▶ _What the task requires_: Reproduce the following lines word for word, leaving out the pictures.

------------------------------------------------------------------------

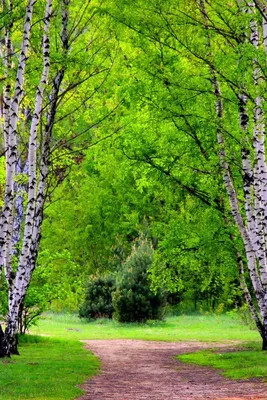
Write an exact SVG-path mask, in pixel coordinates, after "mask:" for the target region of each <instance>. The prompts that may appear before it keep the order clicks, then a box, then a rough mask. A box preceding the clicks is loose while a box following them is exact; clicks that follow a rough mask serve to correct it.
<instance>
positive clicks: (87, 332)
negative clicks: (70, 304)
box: [32, 314, 259, 342]
mask: <svg viewBox="0 0 267 400" xmlns="http://www.w3.org/2000/svg"><path fill="white" fill-rule="evenodd" d="M32 332H33V333H34V334H44V335H50V336H53V337H59V338H60V337H61V338H65V337H68V338H72V339H142V340H163V341H179V340H183V341H205V342H216V341H229V340H241V341H257V340H259V334H258V333H257V332H256V331H252V330H250V329H249V328H247V327H246V326H244V325H241V324H240V323H239V322H238V321H237V320H236V319H234V318H233V317H230V316H228V315H220V316H218V315H217V316H216V315H195V316H188V315H182V316H178V317H169V318H167V319H166V320H165V321H159V322H156V321H149V322H147V323H146V324H133V323H132V324H120V323H117V322H115V321H109V320H98V321H96V322H90V323H88V322H85V321H81V320H80V319H79V318H78V317H76V316H72V315H55V314H47V315H46V316H45V317H44V318H42V319H41V320H40V321H39V323H38V326H37V327H34V328H33V329H32Z"/></svg>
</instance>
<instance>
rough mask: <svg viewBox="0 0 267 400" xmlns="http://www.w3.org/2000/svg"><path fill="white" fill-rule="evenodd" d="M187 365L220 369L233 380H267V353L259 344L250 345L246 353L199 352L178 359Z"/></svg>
mask: <svg viewBox="0 0 267 400" xmlns="http://www.w3.org/2000/svg"><path fill="white" fill-rule="evenodd" d="M177 358H178V359H179V360H181V361H183V362H186V363H193V364H197V365H204V366H209V367H213V368H218V369H220V370H221V373H222V374H223V375H224V376H225V377H227V378H231V379H249V378H267V353H266V352H263V351H261V349H260V346H259V345H258V344H250V345H248V346H247V350H245V351H237V352H228V353H219V352H217V351H207V350H206V351H199V352H197V353H191V354H184V355H181V356H178V357H177Z"/></svg>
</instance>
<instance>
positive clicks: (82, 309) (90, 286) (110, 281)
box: [79, 276, 115, 320]
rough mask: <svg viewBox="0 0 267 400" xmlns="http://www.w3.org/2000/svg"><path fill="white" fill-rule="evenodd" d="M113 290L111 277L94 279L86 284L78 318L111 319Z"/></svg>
mask: <svg viewBox="0 0 267 400" xmlns="http://www.w3.org/2000/svg"><path fill="white" fill-rule="evenodd" d="M114 290H115V281H114V279H113V277H111V276H108V277H104V278H101V277H99V278H95V279H92V280H91V281H89V282H88V284H87V288H86V295H85V301H84V303H83V304H82V305H81V307H80V310H79V316H80V318H87V319H89V320H90V319H97V318H112V313H113V305H112V292H114Z"/></svg>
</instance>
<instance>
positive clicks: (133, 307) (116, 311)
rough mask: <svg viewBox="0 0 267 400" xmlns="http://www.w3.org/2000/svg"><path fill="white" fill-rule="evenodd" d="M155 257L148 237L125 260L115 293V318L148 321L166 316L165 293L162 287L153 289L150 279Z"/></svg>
mask: <svg viewBox="0 0 267 400" xmlns="http://www.w3.org/2000/svg"><path fill="white" fill-rule="evenodd" d="M152 257H153V251H152V249H151V247H150V246H149V244H148V243H147V241H143V242H141V244H140V245H139V246H136V247H135V248H134V249H133V251H132V253H131V255H130V257H129V258H128V260H126V262H125V263H124V265H123V267H122V272H121V274H120V275H119V276H118V278H117V284H116V290H115V292H114V293H113V295H112V299H113V307H114V311H115V312H114V318H115V319H116V320H117V321H119V322H145V321H146V320H148V319H161V318H162V317H163V311H164V306H165V302H166V301H165V296H164V294H163V293H162V292H161V291H158V292H157V293H155V292H152V291H151V289H150V282H149V279H148V273H147V272H148V269H149V267H150V266H151V263H152Z"/></svg>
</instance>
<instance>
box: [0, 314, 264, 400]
mask: <svg viewBox="0 0 267 400" xmlns="http://www.w3.org/2000/svg"><path fill="white" fill-rule="evenodd" d="M34 335H39V336H34ZM46 336H50V338H49V337H46ZM82 339H142V340H163V341H179V340H181V341H205V342H211V343H212V342H227V341H229V342H231V344H233V341H238V342H236V343H237V346H240V345H241V344H242V346H244V344H245V346H248V351H242V352H234V353H226V354H218V353H215V352H211V351H209V352H199V353H195V354H189V355H184V356H182V357H181V359H182V360H183V361H184V362H194V363H198V364H201V365H210V366H213V367H215V368H220V369H222V370H224V371H225V374H226V375H227V376H229V377H232V378H247V377H254V376H267V367H266V366H265V365H267V362H266V360H267V358H266V357H267V356H266V355H265V353H262V352H261V351H260V350H259V349H260V337H259V335H258V333H257V332H256V331H253V330H250V329H249V328H248V327H246V326H245V325H241V324H240V322H238V320H237V319H235V318H233V317H231V316H229V315H220V316H217V315H196V316H185V315H184V316H179V317H169V318H166V320H165V321H160V322H152V321H149V322H148V323H146V324H143V325H142V324H119V323H117V322H114V321H109V320H98V321H95V322H90V323H88V322H85V321H81V320H80V319H79V318H78V317H76V316H72V315H67V314H65V315H55V314H46V315H44V317H43V318H42V319H41V320H40V321H39V323H38V325H37V326H36V327H34V328H32V329H31V335H28V336H26V337H25V338H24V339H23V341H22V342H21V344H20V347H19V349H20V353H21V355H20V356H16V357H13V358H12V359H11V360H2V361H0V399H1V400H22V399H34V400H70V399H75V398H77V397H79V395H80V394H81V390H80V389H79V388H78V387H77V385H78V384H80V383H82V382H84V381H85V380H86V379H87V378H89V377H90V376H92V375H94V374H96V373H97V371H98V368H99V362H98V360H97V359H96V357H94V356H93V355H92V354H90V353H89V352H88V351H86V350H84V349H83V346H82V344H81V343H80V342H79V340H82ZM255 366H257V367H255Z"/></svg>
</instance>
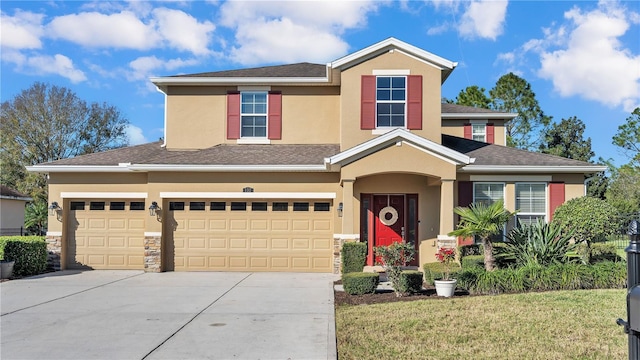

------------------------------------------------------------------------

▶ _Result_:
Write an exact SVG-path mask, in pixel coordinates, after "mask:" for the target region of each <instance>. The prompts that may appear before it keep the order clicks, then a box, then a rough mask. A box preceding the clicks is loose while a box following them is exact; clicks that follow a rough mask serve to correct it.
<instance>
positive clicks: (87, 332)
negative clicks: (70, 304)
box: [32, 314, 259, 342]
mask: <svg viewBox="0 0 267 400" xmlns="http://www.w3.org/2000/svg"><path fill="white" fill-rule="evenodd" d="M32 332H33V333H34V334H44V335H50V336H53V337H59V338H60V337H61V338H65V337H68V338H72V339H142V340H163V341H179V340H183V341H205V342H216V341H229V340H241V341H257V340H259V334H258V333H257V332H256V331H252V330H250V329H249V328H247V327H246V326H244V325H241V324H240V323H239V322H238V321H237V320H236V319H234V318H233V317H230V316H228V315H220V316H218V315H217V316H216V315H195V316H188V315H182V316H178V317H169V318H167V319H166V320H165V321H159V322H156V321H149V322H147V323H146V324H133V323H132V324H120V323H117V322H115V321H109V320H98V321H96V322H90V323H88V322H85V321H81V320H80V319H79V318H78V317H76V316H72V315H55V314H47V315H46V316H45V317H44V318H42V319H41V320H40V321H39V323H38V326H37V327H34V328H33V329H32Z"/></svg>
</instance>
<instance>
rough mask: <svg viewBox="0 0 267 400" xmlns="http://www.w3.org/2000/svg"><path fill="white" fill-rule="evenodd" d="M187 365L220 369L233 380H267V353L259 344L250 345L246 353L199 352L178 359Z"/></svg>
mask: <svg viewBox="0 0 267 400" xmlns="http://www.w3.org/2000/svg"><path fill="white" fill-rule="evenodd" d="M177 358H178V359H179V360H181V361H183V362H186V363H193V364H197V365H204V366H209V367H213V368H218V369H220V370H221V373H222V374H223V375H224V376H225V377H227V378H231V379H249V378H267V353H266V352H263V351H261V349H260V346H259V345H258V344H250V345H248V346H247V350H245V351H237V352H228V353H219V352H217V351H207V350H206V351H199V352H197V353H191V354H184V355H181V356H178V357H177Z"/></svg>
</instance>
<instance>
positive clicks: (82, 309) (90, 286) (110, 281)
box: [79, 276, 115, 320]
rough mask: <svg viewBox="0 0 267 400" xmlns="http://www.w3.org/2000/svg"><path fill="white" fill-rule="evenodd" d="M113 290L111 277L94 279L86 284L78 318L111 319Z"/></svg>
mask: <svg viewBox="0 0 267 400" xmlns="http://www.w3.org/2000/svg"><path fill="white" fill-rule="evenodd" d="M114 290H115V281H114V279H113V277H111V276H108V277H104V278H101V277H99V278H95V279H92V280H91V281H89V282H88V284H87V288H86V295H85V301H84V303H83V304H82V305H81V307H80V310H79V316H80V318H87V319H89V320H90V319H97V318H112V313H113V305H112V292H114Z"/></svg>
</instance>
<instance>
positive clicks: (133, 307) (116, 311)
rough mask: <svg viewBox="0 0 267 400" xmlns="http://www.w3.org/2000/svg"><path fill="white" fill-rule="evenodd" d="M155 257L148 237L125 260L115 293V318L148 321L166 316L165 293L162 287L153 289L150 279Z"/></svg>
mask: <svg viewBox="0 0 267 400" xmlns="http://www.w3.org/2000/svg"><path fill="white" fill-rule="evenodd" d="M152 257H153V251H152V249H151V247H150V246H149V244H148V243H147V241H143V242H141V244H140V245H139V246H136V247H135V248H134V249H133V251H132V253H131V255H130V257H129V258H128V260H126V262H125V263H124V265H123V267H122V272H121V274H120V275H119V276H118V278H117V284H116V290H115V292H114V293H113V295H112V299H113V307H114V311H115V312H114V318H115V319H116V320H117V321H119V322H145V321H146V320H148V319H161V318H162V317H163V311H164V306H165V302H166V301H165V296H164V294H163V293H162V292H161V291H158V292H157V293H155V292H152V291H151V289H150V282H149V279H148V273H147V272H148V269H149V267H150V266H151V263H152Z"/></svg>
</instance>
<instance>
box: [0, 314, 264, 400]
mask: <svg viewBox="0 0 267 400" xmlns="http://www.w3.org/2000/svg"><path fill="white" fill-rule="evenodd" d="M34 335H39V336H34ZM46 336H50V338H49V337H46ZM82 339H142V340H163V341H179V340H181V341H205V342H211V343H212V342H227V341H229V342H231V344H233V341H238V342H236V343H237V346H240V345H241V344H242V346H244V344H245V346H248V351H242V352H234V353H226V354H218V353H215V352H211V351H209V352H199V353H195V354H189V355H184V356H182V357H181V359H182V360H183V361H184V362H194V363H198V364H201V365H210V366H213V367H215V368H220V369H222V370H224V371H225V374H226V375H227V376H229V377H232V378H247V377H254V376H267V367H266V366H265V365H267V362H266V360H267V358H266V357H267V356H266V355H265V353H262V352H261V351H260V350H259V349H260V337H259V335H258V333H257V332H256V331H253V330H250V329H249V328H248V327H246V326H245V325H241V324H240V322H238V320H237V319H235V318H233V317H231V316H229V315H220V316H217V315H196V316H185V315H184V316H179V317H169V318H166V320H165V321H160V322H152V321H149V322H148V323H146V324H143V325H142V324H119V323H117V322H114V321H109V320H98V321H95V322H90V323H88V322H85V321H81V320H80V319H79V318H78V317H76V316H72V315H67V314H65V315H55V314H46V315H44V317H43V318H42V319H41V320H40V321H39V323H38V325H37V326H36V327H34V328H32V329H31V335H28V336H26V337H25V338H24V339H23V341H22V342H21V344H20V347H19V349H20V353H21V355H20V356H16V357H13V358H12V359H11V360H2V361H0V399H1V400H22V399H34V400H70V399H75V398H77V397H79V395H80V394H81V390H80V389H79V388H78V387H77V385H78V384H80V383H82V382H84V381H85V380H86V379H87V378H89V377H90V376H92V375H94V374H96V373H97V371H98V368H99V362H98V360H97V359H96V357H94V356H93V355H92V354H90V353H89V352H88V351H86V350H84V349H83V346H82V344H81V343H80V342H79V340H82ZM255 366H257V367H255Z"/></svg>
</instance>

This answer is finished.